- _Records shown_

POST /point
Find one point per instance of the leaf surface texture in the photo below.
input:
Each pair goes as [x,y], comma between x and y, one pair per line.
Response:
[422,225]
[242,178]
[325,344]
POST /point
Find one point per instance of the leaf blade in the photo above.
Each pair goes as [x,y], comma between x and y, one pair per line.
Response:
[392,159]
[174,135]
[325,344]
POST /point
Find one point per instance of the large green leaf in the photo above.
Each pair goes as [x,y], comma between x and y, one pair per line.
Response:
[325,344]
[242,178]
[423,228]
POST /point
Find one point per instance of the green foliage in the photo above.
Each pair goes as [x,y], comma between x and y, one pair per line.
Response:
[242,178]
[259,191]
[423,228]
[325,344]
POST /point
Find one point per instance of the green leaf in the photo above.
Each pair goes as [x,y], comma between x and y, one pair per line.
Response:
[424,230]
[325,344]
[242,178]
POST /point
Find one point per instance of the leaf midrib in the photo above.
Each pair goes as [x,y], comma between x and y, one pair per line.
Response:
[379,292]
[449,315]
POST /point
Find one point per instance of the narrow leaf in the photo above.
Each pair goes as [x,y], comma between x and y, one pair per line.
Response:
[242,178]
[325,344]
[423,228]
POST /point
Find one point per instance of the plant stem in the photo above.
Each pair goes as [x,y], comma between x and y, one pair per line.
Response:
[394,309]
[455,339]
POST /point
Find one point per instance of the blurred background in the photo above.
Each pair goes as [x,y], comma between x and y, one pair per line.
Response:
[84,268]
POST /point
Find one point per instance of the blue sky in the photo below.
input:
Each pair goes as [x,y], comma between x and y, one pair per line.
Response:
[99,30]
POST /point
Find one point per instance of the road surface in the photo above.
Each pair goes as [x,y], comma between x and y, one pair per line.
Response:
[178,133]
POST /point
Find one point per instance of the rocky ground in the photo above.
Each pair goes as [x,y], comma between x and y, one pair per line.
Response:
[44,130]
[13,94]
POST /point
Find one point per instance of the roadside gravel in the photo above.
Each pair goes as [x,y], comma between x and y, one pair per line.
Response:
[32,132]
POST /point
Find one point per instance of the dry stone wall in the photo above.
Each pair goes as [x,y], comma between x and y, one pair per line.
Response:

- _Your task_
Locate every row above that contains the string "green" and copy each such line in full; matching is case-sensitive.

- _Final result_
Find one point per instance of the large green leaf in the photo above.
Find one point per instance of the green foliage in the photo above.
Find one point per instance of the green leaf in the photo above.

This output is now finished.